** start INPUT FOR THIS TASK **

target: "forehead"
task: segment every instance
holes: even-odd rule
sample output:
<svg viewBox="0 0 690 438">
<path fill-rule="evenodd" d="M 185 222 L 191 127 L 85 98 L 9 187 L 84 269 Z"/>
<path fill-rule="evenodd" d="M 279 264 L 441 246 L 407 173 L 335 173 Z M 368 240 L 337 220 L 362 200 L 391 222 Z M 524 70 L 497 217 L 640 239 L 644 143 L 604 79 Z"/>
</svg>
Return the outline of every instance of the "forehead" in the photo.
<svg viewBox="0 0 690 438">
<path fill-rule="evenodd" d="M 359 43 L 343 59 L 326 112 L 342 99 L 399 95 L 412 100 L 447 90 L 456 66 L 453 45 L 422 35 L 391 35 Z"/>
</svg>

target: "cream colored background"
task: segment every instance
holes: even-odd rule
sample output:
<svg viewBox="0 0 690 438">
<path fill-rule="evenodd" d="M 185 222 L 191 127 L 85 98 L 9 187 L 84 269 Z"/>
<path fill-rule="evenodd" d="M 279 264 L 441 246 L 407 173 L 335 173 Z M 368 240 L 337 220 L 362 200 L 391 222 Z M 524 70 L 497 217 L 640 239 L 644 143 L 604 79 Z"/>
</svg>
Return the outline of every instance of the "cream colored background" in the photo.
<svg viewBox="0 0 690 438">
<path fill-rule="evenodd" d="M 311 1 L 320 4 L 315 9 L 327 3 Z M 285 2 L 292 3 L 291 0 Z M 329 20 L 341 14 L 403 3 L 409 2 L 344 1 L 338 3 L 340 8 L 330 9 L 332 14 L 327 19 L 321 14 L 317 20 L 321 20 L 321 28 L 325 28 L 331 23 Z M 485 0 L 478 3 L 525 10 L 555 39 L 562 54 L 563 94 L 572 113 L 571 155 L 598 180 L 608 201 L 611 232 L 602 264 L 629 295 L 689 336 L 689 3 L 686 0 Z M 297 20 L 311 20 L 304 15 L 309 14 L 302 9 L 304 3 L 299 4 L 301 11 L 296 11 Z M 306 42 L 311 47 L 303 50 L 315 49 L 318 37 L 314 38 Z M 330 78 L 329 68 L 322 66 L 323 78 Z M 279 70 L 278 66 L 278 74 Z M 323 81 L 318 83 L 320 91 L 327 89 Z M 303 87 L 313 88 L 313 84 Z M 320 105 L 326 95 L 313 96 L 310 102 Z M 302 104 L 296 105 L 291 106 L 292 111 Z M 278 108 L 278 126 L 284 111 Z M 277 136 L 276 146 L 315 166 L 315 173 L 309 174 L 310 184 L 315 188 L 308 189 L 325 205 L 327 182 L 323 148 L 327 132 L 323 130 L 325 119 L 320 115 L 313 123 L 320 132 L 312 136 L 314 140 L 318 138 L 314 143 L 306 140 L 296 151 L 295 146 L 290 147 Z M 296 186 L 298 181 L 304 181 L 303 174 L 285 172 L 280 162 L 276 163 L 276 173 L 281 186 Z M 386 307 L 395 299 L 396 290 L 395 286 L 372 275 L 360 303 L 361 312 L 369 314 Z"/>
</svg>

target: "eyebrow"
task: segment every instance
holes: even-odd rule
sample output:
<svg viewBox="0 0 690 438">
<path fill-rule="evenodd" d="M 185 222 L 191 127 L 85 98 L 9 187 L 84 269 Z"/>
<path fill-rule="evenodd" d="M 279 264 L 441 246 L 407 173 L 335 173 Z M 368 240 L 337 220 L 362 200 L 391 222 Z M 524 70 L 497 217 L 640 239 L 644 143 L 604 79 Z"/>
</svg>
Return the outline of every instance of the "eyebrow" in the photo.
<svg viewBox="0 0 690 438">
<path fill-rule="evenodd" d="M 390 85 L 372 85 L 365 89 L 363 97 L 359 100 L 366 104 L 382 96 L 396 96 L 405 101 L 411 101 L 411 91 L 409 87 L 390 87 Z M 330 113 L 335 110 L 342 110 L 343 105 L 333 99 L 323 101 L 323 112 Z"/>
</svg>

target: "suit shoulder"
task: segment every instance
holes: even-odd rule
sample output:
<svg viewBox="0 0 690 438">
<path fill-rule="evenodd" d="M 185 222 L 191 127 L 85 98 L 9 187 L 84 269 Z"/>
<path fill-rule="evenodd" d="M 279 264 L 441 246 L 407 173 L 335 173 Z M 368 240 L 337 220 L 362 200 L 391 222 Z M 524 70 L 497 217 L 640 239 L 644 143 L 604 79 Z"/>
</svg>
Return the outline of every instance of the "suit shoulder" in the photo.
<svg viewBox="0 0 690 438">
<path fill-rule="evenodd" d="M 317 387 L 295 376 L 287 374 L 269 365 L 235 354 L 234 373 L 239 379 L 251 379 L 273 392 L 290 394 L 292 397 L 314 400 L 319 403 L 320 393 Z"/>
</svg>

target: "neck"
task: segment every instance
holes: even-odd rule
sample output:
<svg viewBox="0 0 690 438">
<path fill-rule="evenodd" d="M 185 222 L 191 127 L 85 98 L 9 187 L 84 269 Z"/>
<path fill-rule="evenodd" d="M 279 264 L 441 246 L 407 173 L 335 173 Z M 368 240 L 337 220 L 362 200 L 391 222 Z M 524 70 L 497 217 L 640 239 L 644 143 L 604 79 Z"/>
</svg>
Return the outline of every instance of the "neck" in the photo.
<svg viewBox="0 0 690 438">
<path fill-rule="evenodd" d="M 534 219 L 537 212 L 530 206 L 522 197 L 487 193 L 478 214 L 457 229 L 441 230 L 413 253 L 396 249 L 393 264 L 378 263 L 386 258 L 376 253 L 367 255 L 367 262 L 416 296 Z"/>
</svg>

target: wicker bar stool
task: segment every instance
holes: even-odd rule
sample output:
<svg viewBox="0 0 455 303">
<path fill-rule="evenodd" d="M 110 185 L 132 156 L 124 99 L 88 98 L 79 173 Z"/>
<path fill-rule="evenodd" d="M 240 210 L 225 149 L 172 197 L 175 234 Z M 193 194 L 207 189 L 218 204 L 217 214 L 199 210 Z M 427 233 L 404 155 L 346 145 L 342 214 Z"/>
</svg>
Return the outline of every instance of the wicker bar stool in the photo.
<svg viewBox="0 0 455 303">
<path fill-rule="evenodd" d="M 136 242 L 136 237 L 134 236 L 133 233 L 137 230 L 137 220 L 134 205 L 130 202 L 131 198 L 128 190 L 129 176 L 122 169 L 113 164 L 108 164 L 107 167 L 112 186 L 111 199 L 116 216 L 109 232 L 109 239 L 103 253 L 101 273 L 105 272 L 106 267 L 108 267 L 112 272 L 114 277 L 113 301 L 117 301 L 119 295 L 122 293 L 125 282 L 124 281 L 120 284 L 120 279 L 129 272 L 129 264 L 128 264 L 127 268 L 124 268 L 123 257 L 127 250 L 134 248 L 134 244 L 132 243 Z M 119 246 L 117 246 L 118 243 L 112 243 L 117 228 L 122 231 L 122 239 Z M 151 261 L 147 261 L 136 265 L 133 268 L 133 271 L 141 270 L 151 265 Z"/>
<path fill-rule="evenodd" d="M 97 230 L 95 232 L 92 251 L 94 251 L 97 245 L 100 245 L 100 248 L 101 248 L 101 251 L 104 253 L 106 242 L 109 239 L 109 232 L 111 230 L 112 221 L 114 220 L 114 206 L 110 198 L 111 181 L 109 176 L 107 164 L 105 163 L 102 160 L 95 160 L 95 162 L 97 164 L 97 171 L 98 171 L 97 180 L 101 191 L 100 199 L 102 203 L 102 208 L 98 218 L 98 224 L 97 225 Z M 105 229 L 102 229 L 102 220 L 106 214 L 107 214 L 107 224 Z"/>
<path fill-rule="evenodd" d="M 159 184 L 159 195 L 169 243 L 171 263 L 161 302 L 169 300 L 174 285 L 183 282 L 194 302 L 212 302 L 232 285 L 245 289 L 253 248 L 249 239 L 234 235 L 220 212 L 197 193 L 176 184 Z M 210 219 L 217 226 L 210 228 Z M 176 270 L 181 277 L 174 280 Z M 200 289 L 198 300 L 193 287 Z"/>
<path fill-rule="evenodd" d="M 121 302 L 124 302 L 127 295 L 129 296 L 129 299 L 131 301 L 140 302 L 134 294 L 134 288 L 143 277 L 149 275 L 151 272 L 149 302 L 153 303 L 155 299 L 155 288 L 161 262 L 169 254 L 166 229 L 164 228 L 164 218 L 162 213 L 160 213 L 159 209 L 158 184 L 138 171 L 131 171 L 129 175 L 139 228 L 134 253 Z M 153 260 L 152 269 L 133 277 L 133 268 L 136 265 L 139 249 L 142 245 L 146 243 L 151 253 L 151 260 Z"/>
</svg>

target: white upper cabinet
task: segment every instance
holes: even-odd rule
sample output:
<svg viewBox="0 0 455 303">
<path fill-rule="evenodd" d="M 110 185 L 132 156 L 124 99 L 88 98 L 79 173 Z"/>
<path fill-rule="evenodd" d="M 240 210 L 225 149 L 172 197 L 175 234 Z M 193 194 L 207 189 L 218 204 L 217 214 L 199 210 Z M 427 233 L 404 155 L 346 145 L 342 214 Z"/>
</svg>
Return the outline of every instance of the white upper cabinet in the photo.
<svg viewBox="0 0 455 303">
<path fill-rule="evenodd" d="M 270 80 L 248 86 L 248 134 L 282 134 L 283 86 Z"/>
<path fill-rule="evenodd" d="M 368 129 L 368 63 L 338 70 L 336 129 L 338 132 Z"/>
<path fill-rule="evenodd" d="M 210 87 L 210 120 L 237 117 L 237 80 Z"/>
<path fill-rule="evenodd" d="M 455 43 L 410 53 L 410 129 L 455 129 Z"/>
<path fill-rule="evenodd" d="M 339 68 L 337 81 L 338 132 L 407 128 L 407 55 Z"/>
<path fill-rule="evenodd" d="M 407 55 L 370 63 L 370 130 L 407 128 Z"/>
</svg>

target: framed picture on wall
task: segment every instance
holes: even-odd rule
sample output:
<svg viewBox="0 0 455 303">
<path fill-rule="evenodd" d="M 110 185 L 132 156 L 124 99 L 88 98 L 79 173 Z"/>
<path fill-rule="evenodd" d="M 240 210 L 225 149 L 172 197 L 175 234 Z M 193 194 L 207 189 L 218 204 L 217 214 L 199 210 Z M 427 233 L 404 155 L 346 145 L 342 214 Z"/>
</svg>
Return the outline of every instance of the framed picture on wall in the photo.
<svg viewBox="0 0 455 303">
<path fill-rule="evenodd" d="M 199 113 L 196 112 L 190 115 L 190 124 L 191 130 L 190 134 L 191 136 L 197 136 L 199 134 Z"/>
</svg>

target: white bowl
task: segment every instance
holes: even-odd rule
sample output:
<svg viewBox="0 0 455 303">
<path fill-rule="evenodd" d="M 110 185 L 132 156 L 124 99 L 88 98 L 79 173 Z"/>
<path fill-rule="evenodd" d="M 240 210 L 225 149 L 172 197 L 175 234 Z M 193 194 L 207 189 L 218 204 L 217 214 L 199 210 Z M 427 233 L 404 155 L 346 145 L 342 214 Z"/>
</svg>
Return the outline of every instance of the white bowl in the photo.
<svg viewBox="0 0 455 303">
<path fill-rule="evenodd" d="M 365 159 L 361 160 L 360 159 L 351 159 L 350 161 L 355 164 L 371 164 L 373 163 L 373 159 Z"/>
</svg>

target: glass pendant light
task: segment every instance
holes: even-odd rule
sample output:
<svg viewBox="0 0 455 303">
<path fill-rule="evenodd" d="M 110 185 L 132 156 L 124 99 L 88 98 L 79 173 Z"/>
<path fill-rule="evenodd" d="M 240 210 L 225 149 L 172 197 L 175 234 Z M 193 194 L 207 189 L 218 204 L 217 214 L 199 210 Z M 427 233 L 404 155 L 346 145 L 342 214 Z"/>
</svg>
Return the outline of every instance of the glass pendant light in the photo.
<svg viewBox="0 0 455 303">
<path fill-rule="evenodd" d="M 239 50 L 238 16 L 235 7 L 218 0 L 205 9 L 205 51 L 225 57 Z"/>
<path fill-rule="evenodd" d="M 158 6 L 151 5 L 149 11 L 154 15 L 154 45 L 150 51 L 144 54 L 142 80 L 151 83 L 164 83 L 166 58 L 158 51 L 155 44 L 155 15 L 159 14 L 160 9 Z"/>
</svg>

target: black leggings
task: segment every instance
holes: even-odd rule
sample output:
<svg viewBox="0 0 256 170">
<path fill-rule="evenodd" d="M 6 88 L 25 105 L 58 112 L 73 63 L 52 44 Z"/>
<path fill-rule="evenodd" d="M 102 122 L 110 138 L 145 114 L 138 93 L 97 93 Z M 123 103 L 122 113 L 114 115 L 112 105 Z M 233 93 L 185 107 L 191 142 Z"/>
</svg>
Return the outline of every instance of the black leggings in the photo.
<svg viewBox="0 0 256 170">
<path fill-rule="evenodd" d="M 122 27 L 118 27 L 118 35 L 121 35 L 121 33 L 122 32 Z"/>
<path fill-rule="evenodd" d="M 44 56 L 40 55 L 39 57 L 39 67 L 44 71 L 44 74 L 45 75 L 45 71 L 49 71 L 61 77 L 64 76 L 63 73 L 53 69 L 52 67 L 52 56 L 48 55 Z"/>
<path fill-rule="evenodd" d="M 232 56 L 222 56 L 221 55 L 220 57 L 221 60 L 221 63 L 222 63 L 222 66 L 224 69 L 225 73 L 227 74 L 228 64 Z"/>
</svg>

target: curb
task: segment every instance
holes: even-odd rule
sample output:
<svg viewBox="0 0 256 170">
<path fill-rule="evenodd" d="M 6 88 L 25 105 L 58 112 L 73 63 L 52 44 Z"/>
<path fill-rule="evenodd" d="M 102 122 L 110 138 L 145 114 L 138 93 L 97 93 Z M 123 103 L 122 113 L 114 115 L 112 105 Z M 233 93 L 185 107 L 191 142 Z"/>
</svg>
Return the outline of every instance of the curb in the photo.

** end INPUT FOR THIS TASK **

- WRITTEN EXERCISE
Begin with the line that contains "target: black leggings" and quote each line after it exactly, stopping after the last line of the data.

- RESULT
target: black leggings
task: segment every instance
holes: even-odd rule
sample output:
<svg viewBox="0 0 256 170">
<path fill-rule="evenodd" d="M 6 88 L 25 105 L 58 112 L 73 63 L 52 44 Z"/>
<path fill-rule="evenodd" d="M 102 122 L 110 138 L 145 114 L 138 93 L 97 93 Z M 123 103 L 122 113 L 114 115 L 112 105 Z M 233 93 L 185 107 L 191 142 Z"/>
</svg>
Return the outline of every instance of the black leggings in the photo.
<svg viewBox="0 0 256 170">
<path fill-rule="evenodd" d="M 122 27 L 118 27 L 118 35 L 121 35 L 121 33 L 122 32 Z"/>
<path fill-rule="evenodd" d="M 44 56 L 40 55 L 39 57 L 39 67 L 44 71 L 44 74 L 45 75 L 45 71 L 49 71 L 61 77 L 64 76 L 63 73 L 53 69 L 52 67 L 52 56 L 48 55 Z"/>
<path fill-rule="evenodd" d="M 232 56 L 222 56 L 221 55 L 220 57 L 221 60 L 221 63 L 222 63 L 222 66 L 224 69 L 225 73 L 227 74 L 228 64 Z"/>
</svg>

target: curb
task: segment every instance
holes: even-odd rule
sample output:
<svg viewBox="0 0 256 170">
<path fill-rule="evenodd" d="M 6 88 L 25 105 L 58 112 L 73 63 L 52 44 Z"/>
<path fill-rule="evenodd" d="M 102 122 L 110 138 L 145 114 L 138 93 L 97 93 Z M 123 103 L 122 113 L 114 115 L 112 105 Z M 233 93 L 185 107 L 191 142 Z"/>
</svg>
Return the outline of every instance of the curb in the photo.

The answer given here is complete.